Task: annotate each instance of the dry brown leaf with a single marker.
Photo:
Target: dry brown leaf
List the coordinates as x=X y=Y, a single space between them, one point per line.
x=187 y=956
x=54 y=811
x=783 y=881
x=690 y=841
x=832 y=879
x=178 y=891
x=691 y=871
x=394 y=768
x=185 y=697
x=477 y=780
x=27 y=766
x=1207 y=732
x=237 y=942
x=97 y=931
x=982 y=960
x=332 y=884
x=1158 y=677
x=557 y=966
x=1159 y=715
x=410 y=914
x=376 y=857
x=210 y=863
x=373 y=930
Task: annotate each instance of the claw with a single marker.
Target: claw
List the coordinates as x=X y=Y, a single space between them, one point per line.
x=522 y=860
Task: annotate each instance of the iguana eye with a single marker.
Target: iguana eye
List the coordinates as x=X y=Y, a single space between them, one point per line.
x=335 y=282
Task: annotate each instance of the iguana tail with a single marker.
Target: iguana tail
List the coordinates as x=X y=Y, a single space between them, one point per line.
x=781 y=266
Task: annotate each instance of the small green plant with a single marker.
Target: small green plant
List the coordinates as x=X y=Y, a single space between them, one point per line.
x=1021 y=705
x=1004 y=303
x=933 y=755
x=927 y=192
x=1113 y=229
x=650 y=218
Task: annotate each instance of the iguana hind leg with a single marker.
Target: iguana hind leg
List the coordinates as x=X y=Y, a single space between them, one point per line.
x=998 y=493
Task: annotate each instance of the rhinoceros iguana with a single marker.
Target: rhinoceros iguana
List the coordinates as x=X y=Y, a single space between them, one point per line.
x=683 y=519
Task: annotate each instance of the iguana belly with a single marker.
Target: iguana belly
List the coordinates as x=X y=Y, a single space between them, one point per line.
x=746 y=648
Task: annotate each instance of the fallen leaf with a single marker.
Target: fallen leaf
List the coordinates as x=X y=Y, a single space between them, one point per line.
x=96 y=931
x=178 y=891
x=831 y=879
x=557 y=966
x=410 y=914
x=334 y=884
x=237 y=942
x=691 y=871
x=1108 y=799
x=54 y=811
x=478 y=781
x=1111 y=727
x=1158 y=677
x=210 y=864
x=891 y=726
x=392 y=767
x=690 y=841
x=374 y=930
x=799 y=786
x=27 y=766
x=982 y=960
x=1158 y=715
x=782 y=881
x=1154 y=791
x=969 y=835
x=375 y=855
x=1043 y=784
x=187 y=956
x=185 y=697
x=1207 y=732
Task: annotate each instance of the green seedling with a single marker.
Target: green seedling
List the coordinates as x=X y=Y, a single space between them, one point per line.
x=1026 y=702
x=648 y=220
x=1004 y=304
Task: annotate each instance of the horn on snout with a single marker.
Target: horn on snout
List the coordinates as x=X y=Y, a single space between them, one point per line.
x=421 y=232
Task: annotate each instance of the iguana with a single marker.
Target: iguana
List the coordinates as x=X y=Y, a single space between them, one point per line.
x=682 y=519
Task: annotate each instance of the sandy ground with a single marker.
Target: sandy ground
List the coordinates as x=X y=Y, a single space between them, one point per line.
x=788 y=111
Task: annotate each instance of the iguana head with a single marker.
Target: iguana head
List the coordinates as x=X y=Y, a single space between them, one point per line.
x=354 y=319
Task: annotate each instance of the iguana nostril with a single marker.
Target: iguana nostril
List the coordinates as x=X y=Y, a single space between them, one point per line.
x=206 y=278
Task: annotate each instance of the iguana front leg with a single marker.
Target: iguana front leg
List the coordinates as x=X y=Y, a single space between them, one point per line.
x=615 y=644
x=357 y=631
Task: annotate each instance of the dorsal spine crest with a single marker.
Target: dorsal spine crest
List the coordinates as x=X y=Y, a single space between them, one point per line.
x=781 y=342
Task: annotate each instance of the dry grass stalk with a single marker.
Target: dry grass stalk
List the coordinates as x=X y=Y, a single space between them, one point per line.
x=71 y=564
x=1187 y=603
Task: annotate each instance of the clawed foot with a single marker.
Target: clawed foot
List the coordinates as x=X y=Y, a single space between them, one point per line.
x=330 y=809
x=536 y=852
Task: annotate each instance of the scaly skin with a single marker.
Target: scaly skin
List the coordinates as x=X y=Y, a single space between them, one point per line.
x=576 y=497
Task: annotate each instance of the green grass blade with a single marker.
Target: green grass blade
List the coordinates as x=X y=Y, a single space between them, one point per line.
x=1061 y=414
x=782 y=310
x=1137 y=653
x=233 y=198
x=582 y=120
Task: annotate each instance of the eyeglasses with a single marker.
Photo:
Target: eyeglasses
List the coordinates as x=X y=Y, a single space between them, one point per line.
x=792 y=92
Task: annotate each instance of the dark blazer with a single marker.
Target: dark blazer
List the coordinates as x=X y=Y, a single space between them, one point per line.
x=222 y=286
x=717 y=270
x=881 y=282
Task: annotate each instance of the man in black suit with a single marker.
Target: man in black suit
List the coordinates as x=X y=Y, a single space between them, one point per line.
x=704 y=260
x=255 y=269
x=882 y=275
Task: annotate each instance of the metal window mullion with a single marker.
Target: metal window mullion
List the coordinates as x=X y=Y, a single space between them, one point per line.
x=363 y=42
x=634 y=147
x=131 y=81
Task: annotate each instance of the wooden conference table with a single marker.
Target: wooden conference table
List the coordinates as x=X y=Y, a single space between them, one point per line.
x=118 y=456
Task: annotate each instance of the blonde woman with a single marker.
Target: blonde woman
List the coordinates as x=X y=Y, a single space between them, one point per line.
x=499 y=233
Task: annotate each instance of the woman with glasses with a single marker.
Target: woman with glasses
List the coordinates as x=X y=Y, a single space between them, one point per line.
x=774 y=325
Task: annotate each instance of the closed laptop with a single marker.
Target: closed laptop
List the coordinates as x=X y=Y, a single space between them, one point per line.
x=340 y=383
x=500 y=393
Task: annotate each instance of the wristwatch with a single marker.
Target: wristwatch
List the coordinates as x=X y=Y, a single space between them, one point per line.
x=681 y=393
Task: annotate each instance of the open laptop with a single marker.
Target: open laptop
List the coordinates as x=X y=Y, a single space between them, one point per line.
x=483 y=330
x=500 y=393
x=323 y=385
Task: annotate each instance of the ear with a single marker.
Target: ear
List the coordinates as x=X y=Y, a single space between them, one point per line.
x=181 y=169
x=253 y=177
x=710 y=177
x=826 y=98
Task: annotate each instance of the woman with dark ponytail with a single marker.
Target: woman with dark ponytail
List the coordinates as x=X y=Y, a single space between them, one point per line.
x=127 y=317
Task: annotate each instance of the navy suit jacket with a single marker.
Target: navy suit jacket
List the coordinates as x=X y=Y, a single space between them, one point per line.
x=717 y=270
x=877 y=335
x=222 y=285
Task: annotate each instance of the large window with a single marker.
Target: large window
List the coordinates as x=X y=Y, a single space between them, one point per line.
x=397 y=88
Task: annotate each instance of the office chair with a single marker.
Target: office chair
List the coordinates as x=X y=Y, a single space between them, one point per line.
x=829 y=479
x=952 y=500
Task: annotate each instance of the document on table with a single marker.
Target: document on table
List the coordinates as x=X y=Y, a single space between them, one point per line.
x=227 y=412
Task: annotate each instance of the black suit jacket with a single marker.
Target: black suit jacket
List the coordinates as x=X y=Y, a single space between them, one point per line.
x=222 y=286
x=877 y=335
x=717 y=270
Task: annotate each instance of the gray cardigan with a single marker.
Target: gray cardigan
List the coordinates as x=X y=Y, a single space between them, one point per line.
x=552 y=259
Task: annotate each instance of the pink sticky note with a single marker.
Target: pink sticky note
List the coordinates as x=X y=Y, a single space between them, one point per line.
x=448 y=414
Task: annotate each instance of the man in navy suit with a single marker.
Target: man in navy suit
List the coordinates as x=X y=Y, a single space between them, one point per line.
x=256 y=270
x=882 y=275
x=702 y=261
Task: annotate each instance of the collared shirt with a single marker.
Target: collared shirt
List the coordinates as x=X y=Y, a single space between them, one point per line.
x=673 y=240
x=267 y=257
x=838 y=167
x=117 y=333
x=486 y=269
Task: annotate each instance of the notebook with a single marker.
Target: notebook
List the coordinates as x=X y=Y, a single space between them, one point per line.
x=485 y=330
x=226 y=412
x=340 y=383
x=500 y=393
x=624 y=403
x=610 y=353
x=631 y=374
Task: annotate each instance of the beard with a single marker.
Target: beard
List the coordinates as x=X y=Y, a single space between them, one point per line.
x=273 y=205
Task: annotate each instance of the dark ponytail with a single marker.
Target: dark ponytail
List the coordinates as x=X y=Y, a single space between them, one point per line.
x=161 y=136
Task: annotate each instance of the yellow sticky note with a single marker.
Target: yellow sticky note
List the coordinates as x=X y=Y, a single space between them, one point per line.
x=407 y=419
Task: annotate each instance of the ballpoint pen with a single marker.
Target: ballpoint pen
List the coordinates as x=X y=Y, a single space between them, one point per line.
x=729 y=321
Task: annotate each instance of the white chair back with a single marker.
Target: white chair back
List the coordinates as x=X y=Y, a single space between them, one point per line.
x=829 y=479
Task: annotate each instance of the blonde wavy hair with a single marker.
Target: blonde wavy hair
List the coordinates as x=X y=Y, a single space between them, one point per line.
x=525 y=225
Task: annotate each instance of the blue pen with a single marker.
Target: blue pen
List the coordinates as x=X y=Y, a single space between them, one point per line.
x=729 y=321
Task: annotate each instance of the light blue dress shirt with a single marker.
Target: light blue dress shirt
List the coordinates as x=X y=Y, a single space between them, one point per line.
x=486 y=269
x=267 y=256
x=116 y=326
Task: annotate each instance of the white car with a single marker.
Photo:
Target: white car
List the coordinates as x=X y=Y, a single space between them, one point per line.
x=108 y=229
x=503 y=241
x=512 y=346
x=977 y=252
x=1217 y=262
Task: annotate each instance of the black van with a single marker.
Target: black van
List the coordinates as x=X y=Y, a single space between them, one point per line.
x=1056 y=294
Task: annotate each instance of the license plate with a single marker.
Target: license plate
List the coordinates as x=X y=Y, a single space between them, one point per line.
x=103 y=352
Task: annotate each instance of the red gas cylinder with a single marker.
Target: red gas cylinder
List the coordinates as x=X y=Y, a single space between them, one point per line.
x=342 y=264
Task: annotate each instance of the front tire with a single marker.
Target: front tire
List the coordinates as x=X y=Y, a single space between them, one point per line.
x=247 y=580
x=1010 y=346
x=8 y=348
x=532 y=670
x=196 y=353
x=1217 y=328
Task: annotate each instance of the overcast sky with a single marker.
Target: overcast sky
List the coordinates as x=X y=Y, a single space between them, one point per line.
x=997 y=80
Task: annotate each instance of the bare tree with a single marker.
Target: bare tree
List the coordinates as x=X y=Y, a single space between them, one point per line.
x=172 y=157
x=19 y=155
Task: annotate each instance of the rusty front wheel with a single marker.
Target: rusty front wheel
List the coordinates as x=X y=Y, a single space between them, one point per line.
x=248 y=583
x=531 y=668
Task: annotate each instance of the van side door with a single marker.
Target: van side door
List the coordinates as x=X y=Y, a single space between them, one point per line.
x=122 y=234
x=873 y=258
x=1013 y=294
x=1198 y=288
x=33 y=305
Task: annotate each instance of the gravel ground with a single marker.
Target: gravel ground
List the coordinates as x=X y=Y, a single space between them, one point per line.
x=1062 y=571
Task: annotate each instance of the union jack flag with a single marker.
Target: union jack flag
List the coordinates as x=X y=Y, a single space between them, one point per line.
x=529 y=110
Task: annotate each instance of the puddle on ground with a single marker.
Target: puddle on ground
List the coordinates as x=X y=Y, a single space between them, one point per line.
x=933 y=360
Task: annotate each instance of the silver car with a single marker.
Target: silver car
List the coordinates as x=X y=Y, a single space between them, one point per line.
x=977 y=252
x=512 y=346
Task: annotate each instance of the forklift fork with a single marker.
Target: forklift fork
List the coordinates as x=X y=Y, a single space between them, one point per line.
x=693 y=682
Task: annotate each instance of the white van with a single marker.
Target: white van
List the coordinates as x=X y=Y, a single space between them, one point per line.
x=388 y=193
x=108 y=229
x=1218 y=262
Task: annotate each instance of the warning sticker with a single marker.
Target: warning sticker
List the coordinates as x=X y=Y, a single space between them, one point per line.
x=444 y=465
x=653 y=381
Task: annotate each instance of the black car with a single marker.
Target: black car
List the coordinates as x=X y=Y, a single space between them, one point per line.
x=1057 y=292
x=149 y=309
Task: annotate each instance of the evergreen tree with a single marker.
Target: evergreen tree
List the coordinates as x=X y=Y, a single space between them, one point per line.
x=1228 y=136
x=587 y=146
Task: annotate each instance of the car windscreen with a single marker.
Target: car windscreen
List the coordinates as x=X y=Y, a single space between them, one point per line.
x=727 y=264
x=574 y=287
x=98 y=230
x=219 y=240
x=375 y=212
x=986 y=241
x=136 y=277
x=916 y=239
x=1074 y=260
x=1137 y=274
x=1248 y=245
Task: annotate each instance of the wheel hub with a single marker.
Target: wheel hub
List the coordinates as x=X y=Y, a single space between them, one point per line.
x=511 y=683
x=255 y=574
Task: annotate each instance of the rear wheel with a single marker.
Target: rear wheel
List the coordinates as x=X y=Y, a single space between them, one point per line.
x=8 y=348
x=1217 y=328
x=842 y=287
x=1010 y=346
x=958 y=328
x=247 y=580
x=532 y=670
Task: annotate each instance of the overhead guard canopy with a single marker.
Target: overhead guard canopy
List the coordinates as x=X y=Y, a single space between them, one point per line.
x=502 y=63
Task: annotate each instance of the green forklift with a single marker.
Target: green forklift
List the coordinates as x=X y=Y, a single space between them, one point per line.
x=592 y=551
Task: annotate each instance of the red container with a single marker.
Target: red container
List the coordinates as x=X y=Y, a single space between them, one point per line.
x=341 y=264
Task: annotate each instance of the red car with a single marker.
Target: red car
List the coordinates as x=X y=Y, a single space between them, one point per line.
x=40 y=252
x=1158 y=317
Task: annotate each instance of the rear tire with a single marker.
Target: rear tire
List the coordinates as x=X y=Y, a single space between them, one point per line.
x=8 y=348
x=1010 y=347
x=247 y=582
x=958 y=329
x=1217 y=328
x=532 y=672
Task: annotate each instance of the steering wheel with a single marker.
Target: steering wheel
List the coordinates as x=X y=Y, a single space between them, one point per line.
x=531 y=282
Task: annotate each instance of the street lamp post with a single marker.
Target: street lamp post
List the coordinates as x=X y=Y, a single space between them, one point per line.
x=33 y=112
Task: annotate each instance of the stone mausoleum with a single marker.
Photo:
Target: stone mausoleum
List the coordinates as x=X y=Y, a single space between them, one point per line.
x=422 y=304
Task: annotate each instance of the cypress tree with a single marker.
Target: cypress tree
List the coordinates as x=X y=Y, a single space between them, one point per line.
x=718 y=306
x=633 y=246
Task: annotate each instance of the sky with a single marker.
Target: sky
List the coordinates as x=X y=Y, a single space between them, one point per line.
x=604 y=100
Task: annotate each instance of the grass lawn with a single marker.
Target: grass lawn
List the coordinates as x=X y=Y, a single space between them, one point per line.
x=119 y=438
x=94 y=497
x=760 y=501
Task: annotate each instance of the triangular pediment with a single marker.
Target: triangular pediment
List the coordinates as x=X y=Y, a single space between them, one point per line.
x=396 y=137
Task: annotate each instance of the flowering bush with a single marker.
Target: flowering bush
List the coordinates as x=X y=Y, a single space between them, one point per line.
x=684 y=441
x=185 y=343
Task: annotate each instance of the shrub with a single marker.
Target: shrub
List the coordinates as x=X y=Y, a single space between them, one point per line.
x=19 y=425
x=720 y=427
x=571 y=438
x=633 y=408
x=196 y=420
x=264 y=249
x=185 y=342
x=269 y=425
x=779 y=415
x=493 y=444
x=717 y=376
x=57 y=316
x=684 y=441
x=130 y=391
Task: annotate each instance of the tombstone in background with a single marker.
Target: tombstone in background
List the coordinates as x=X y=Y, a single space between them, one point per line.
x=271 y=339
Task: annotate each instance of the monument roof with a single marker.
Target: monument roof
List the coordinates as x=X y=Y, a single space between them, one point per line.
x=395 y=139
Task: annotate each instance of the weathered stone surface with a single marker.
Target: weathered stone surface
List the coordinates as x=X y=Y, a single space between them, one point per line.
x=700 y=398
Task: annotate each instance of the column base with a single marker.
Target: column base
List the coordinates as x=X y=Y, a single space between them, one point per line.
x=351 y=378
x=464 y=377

▶ [Objective] Copy out the listing verbatim, starting at the line containing "Task: annotate each instance of the iguana with" and ending at the line containing "x=1187 y=603", with both of those lines included.

▶ [Correct response]
Task: annotate each instance of the iguana with a single marker.
Target: iguana
List the coordinates as x=X y=Y, a single space between them, one point per line.
x=682 y=519
Task: annotate each instance of the sandy ground with a single marker.
Target: sandy ground
List the coordinates as x=X y=Y, a single space between them, one point per line.
x=788 y=111
Task: annotate each instance of the iguana head with a single marker.
Target: iguana head
List the coordinates as x=X y=Y, a single space between them, one point per line.
x=354 y=319
Task: annotate each instance of the iguana nostril with a single marker.
Target: iguana nostril
List the coordinates as x=X y=Y, a single space between them, one point per line.
x=206 y=278
Task: annotate each instance of the iguana front leg with a single marker.
Target: iguana front leg
List the coordinates as x=X y=Y, a single space between them, one point per line.
x=615 y=644
x=357 y=631
Task: annotate each instance of the dorsal spine crest with a single marker.
Target: dorsal spine crest
List the coordinates as x=X y=Y, a single space between them, one point per line.
x=781 y=342
Task: annotate each instance of the dry grass stalk with a single marker.
Target: dry grass stalk
List the coordinates as x=X y=Y, a single space between them, one point per line.
x=71 y=564
x=1187 y=603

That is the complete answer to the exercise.